Milestone

The goal of this project is just to display that you’ve gotten used to working with the data and that you are on track to create your prediction algorithm. In order to do that I will use a code + comments style, where a non-data scientist is basically expected to skip code and focus on key findings summarised in text, tables and plots.

Data download and basic description

Data was downloaded from the provided coursera link (https://d396qusza40orc.cloudfront.net/dsscapstone/dataset/Coursera-SwiftKey.zip) and unzipped into the project working directory. The following table displays number of lines, words and unique word counts per each of the datasets. It is to note that this is a fairly large dataset, so after downloading and doing some transformations an RDS object was created so as to save time when rerunning and iterating some analyses

library(tidytext)
library(tidyverse)
## ── Attaching packages ─────────────────────────────────────── tidyverse 1.3.2 ──
## ✔ ggplot2 3.3.6      ✔ purrr   0.3.5 
## ✔ tibble  3.1.8      ✔ dplyr   1.0.10
## ✔ tidyr   1.2.1      ✔ stringr 1.4.1 
## ✔ readr   2.1.3      ✔ forcats 0.5.2 
## ── Conflicts ────────────────────────────────────────── tidyverse_conflicts() ──
## ✖ dplyr::filter() masks stats::filter()

_RECORDED DATA_.
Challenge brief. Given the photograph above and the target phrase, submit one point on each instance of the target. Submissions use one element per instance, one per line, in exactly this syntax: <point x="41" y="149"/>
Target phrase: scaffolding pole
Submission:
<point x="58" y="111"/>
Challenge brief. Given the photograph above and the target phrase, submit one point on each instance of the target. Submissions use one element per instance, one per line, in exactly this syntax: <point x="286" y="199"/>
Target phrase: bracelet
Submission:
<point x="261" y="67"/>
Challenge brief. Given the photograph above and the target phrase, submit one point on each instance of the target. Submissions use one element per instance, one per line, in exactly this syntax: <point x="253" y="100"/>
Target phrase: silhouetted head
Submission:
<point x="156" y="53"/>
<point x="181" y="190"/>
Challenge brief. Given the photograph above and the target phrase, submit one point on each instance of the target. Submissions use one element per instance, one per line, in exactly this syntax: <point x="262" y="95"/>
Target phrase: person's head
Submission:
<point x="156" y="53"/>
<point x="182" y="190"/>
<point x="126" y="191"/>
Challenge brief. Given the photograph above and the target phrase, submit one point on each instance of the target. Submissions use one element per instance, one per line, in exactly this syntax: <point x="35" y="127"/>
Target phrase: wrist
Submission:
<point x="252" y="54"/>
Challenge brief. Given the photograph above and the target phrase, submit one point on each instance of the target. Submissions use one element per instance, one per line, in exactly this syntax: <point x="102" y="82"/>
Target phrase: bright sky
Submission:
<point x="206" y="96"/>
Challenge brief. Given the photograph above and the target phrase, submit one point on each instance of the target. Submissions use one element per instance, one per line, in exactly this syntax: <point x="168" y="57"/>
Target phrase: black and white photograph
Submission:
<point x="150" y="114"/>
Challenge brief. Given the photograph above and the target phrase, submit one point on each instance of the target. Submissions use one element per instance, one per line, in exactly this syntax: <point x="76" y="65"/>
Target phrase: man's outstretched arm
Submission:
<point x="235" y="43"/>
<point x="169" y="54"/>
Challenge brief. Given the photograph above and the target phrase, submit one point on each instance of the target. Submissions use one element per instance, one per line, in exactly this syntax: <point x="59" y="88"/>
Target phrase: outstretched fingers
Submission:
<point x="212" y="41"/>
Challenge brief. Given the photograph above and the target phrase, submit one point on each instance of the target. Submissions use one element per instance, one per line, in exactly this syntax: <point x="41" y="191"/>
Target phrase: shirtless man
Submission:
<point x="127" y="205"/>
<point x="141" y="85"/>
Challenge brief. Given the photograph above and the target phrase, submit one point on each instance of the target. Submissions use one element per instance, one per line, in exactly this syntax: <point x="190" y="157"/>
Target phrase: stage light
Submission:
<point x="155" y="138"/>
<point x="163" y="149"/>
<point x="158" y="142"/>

_WHAT YOU WILL DO_.
Continue the milestone report on the SwiftKey text data from the point at which it stops. The material is not needed for this work.

_TASK RESULT_.
## ✖ dplyr::lag()    masks stats::lag()
library(ggVennDiagram)
library(knitr)

rm(list = ls())

#data downloaded from https://d396qusza40orc.cloudfront.net/dsscapstone/dataset/Coursera-SwiftKey.zip

#unzip("./input_files/Coursera-SwiftKey.zip")

#load data (first time a tibble of all datasets was created and saved, code after the "else" clause, subsequent times the created RDS is loaded)


if(file.exists("tidy_base.RDS")){
  tidy_base <- readRDS("tidy_base.RDS")
} else {
en_us.blogs <- readLines("./input_files/final/en_US/en_US.blogs.txt", encoding="UTF-8")
en_us.news <- readLines("./input_files/final/en_US/en_US.news.txt", encoding="UTF-8")
en_us.twitter <- readLines("./input_files/final/en_US/en_US.twitter.txt", encoding="UTF-8")

blogs <- tibble(corpus = "en_us.blogs",
                number = 1:length(en_us.blogs),
                text = en_us.blogs)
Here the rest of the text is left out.